Quantization causing reduced performance on pytorch Android

I have following model, which I want to run on Android.

class depthwise_separable_conv(nn.Module):
    def __init__(self, nin, nout, kernel_size, kernels_per_layer=1):
        super(depthwise_separable_conv, self).__init__()
        self.depthwise = nn.Conv2d(nin, nin * kernels_per_layer, kernel_size=kernel_size, padding=1, groups=nin)
        self.pointwise = nn.Conv2d(nin * kernels_per_layer, nout, kernel_size=1)
        self.relu = nn.ReLU(inplace=False)

    def forward(self, x):
        out = self.depthwise(x)
        out = self.pointwise(out)
        out = self.relu(out)
        return out
    
class Net(nn.Module):
    def __init__(self):
        super().__init__()
        self.conv1 = depthwise_separable_conv(1, 6, 5)
        self.conv2 = depthwise_separable_conv(6, 16, 5)
        self.conv3 = depthwise_separable_conv(16, 32, 5)
        self.pool = nn.AvgPool2d(2, 2)
        self.lrn = nn.LocalResponseNorm(2)
        self.fc1 = nn.Linear(32 * 6 * 13, 250)
        self.relu1 = nn.ReLU(inplace=False)
        self.fc2 = nn.Linear(250, 84)
        self.relu2 = nn.ReLU(inplace=False)
        self.fc3 = nn.Linear(84, 2)
        self.soft = nn.Softmax(dim=1)
        self.quant = QuantStub()
        self.dequant = DeQuantStub()

    def forward(self, x):
        x = self.quant(x)
        x = self.pool((self.conv1(x)))
        x = self.pool((self.conv2(x)))
        x = self.pool((self.conv3(x)))
        x = self.dequant(x)
        x = self.lrn(x)
        x = self.quant(x)

__LISTED ENTRIES__.

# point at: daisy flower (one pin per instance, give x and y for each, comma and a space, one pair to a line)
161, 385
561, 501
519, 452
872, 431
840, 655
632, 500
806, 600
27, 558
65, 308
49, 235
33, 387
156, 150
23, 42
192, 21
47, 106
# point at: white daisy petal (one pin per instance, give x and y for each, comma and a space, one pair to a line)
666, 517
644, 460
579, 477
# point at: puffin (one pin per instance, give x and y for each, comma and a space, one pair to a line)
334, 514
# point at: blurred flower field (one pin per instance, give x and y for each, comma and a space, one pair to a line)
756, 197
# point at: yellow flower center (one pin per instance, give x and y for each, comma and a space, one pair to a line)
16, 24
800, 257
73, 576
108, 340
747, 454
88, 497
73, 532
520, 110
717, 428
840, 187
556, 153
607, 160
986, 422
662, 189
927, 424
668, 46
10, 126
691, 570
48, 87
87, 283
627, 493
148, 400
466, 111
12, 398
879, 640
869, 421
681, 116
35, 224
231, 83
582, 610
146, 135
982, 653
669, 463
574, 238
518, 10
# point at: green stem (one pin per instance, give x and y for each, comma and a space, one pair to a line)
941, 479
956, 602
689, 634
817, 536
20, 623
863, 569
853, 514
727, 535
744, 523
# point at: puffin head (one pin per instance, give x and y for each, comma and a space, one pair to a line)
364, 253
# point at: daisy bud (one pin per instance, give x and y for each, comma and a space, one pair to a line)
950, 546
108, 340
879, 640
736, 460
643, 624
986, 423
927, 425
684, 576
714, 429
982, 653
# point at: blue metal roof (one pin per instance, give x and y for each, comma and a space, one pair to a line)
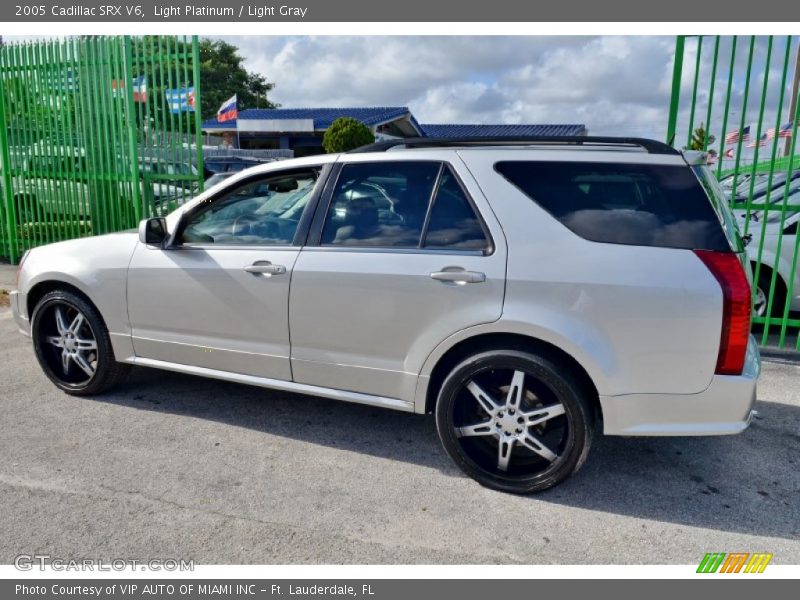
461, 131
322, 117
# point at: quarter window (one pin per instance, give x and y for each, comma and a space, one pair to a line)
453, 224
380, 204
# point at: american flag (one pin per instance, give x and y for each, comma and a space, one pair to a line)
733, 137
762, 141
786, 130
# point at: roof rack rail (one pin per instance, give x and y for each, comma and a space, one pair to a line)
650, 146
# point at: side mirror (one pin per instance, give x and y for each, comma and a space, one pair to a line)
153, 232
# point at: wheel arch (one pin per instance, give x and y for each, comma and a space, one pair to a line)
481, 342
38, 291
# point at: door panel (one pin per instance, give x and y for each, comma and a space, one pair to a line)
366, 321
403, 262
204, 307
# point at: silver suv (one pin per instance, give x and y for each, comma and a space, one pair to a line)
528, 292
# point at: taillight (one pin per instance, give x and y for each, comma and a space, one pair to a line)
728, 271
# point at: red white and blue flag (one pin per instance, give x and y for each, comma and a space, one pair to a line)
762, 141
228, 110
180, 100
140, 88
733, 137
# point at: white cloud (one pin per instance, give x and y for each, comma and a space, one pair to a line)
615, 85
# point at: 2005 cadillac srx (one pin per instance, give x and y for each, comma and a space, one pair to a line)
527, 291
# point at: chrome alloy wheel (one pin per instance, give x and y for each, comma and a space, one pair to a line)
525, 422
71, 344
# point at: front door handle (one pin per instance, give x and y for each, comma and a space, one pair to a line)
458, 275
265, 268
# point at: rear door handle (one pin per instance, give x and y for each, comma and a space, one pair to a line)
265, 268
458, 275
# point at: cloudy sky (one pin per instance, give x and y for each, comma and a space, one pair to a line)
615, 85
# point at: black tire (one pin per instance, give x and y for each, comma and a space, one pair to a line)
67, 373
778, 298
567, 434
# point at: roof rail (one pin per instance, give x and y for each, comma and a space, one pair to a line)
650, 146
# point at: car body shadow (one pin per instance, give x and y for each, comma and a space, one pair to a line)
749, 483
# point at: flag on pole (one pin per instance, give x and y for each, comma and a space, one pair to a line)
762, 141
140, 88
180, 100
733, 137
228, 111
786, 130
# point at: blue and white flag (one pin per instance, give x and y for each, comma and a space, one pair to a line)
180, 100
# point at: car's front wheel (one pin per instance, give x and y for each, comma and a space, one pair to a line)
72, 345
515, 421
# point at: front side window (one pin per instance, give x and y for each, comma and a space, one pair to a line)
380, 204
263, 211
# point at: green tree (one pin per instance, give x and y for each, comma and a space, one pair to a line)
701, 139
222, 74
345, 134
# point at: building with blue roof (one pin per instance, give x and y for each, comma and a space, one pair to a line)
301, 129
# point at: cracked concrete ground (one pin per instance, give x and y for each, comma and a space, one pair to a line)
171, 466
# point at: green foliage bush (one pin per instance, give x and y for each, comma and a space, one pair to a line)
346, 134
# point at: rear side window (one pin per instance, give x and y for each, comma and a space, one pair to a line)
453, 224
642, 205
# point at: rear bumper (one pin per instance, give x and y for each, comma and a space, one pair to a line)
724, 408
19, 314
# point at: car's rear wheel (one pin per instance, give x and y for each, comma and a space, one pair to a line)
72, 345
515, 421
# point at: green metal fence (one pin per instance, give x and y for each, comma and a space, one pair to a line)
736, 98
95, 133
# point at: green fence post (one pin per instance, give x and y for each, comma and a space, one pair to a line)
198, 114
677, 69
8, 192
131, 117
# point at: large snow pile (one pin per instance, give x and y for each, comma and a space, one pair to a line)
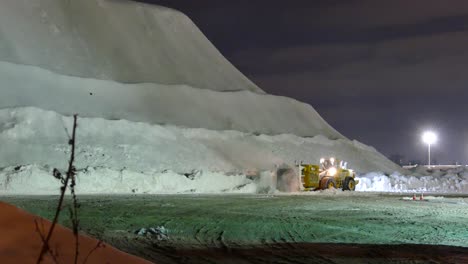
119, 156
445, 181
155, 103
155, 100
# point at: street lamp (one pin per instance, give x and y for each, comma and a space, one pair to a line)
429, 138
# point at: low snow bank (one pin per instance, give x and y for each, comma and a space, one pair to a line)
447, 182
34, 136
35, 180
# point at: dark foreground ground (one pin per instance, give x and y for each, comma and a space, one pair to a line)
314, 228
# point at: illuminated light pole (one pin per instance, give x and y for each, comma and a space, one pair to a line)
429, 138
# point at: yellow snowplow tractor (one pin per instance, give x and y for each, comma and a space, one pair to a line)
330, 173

...

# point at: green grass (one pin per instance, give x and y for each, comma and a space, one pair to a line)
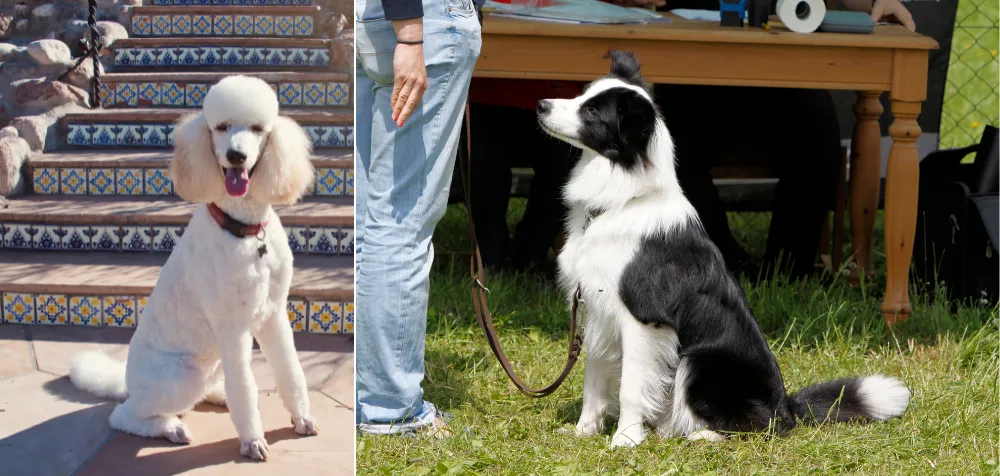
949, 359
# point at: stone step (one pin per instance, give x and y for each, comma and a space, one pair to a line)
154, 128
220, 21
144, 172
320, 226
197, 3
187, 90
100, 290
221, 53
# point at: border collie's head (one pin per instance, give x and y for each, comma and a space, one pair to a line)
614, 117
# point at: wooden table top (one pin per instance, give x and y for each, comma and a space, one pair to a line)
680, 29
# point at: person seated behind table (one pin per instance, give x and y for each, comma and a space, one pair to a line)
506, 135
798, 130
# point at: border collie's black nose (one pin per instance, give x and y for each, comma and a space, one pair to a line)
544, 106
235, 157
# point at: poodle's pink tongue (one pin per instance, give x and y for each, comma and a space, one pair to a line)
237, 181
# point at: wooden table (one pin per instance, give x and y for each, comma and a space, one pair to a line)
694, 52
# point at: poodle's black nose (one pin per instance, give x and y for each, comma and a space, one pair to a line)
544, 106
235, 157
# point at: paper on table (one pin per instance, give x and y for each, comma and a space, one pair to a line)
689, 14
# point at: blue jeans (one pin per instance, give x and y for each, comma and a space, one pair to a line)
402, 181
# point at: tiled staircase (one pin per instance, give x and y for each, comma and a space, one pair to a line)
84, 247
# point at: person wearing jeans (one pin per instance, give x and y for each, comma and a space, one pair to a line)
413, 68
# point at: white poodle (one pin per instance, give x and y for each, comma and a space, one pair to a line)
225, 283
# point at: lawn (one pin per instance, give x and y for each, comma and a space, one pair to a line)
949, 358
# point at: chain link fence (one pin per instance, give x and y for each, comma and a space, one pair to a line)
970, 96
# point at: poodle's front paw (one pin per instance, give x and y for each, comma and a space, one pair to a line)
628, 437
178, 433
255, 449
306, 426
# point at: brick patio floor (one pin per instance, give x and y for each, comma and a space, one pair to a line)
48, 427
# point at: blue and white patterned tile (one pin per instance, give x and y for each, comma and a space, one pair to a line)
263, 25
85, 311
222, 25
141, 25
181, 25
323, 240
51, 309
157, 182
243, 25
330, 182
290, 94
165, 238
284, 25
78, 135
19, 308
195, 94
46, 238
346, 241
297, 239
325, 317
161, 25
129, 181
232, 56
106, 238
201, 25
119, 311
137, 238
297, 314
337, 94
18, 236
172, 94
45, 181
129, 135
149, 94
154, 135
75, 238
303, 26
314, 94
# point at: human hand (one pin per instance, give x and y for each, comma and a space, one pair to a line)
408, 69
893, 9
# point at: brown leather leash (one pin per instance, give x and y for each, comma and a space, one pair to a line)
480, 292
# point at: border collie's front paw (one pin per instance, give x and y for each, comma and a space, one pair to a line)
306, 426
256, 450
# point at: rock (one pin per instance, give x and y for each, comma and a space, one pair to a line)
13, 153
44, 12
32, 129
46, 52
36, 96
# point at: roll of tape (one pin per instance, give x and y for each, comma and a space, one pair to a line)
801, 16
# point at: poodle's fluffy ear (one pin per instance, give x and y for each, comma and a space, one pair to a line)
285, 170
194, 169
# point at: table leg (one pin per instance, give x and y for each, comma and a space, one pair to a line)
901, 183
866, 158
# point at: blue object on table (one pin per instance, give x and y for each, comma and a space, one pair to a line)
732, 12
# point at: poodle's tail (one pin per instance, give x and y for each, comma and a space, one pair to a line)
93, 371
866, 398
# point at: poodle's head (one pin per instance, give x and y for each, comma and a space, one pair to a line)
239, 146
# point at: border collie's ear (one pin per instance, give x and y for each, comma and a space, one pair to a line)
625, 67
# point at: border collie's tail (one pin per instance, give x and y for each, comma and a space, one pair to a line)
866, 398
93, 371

__PROBLEM DETAILS__. Transcribe the post on quantization in PyTorch for Android from "out = self.pointwise(out)" to "depthwise_separable_conv(1, 6, 5)".

__RESULT FOR THIS TASK__.
out = self.pointwise(out)
        out = self.relu(out)
        return out
    
class Net(nn.Module):
    def __init__(self):
        super().__init__()
        self.conv1 = depthwise_separable_conv(1, 6, 5)